Activity> Continue the press release on the asbestos trust transparency bill from the end of its last paragraph.

Selected excerpt>
------------------------------------------------------------------------
Monday, May 19, 2014

AZ Senator Jeff Flake Introduces Bill to Increase Transparency, Reduce Fraud in Asbestos Settlement Trusts

Washington, D.C. U.S. Sen. Jeff Flake (R-AZ) introduced S. 2319, the Furthering Asbestos Claim Transparency (FACT) Act of 2014. The FACT Act would ensure that asbestos bankruptcy settlement trusts are able to fully compensate future claimants by preventing fraud through increased transparency.
The bill would require 524(g) asbestos bankruptcy settlement trusts to disclose the names and exposure history of those who have filed a claim with the trust. The bill prohibits the disclosure of confidential medical records and full Social Security numbers of claimants so that their privacy rights are not violated.
Background: According to a 2011 Government Accountability Office (GAO) report, since 1988, 60 company-created asbestos trusts have been established to pay claims, with about $37 billion in total assets. These trusts were created to compensate injured victims, but the lack of transparency and oversight of these trusts has resulted in a system where claimants can file inconsistent claims among the numerous trusts or against trusts and solvent companies in the tort system. This lack of transparency threatens the ability of future claimants to receive full compensation for their injuries.
------------------------------------------------------------------------
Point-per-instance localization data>
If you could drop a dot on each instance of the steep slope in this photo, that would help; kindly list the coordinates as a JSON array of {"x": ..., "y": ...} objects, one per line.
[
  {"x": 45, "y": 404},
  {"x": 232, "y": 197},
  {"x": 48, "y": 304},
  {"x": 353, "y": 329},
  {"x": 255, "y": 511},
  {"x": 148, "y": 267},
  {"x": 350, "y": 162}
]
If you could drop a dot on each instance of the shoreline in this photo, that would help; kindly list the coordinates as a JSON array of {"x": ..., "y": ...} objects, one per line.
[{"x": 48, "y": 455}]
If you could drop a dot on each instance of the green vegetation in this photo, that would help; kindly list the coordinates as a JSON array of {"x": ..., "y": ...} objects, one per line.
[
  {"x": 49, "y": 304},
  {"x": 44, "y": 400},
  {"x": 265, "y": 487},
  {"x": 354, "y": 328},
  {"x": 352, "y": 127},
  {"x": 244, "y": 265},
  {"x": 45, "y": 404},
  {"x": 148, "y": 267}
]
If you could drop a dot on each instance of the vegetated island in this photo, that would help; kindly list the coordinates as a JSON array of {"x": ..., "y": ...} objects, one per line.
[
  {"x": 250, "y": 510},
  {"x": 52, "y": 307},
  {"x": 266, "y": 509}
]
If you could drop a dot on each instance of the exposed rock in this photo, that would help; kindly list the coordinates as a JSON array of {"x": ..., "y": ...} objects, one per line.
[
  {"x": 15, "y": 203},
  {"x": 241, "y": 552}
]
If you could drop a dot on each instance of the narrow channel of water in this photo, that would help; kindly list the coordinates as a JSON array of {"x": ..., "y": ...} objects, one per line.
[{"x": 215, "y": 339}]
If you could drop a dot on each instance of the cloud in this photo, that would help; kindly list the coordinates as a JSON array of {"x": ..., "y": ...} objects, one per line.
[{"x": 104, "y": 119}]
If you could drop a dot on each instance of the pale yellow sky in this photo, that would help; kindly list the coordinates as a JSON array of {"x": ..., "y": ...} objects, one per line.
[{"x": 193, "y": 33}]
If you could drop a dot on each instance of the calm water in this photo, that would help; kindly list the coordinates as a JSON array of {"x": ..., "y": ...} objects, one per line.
------------------------------------------------------------------------
Your response>
The U.S. House of Representatives passed H.R. 982, a companion bill to the FACT Act, on Nov. 13, 2014. Following that vote, another example of fraud in the trust system emerged when a federal judge issued an opinion in which he described a “startling pattern of misrepresentation” in filings and withholding of evidence by plaintiffs’ attorneys in asbestos-related cases against a gasket maker. Echoing the requirements of the FACT Act, the judge ruled that certain information about the claimants must be disclosed in order to combat abuse of the system.
“Congress must act now to increase transparency and combat fraud within the asbestos-settlement system if future victims of asbestos-related injuries are to be protected,” said Flake.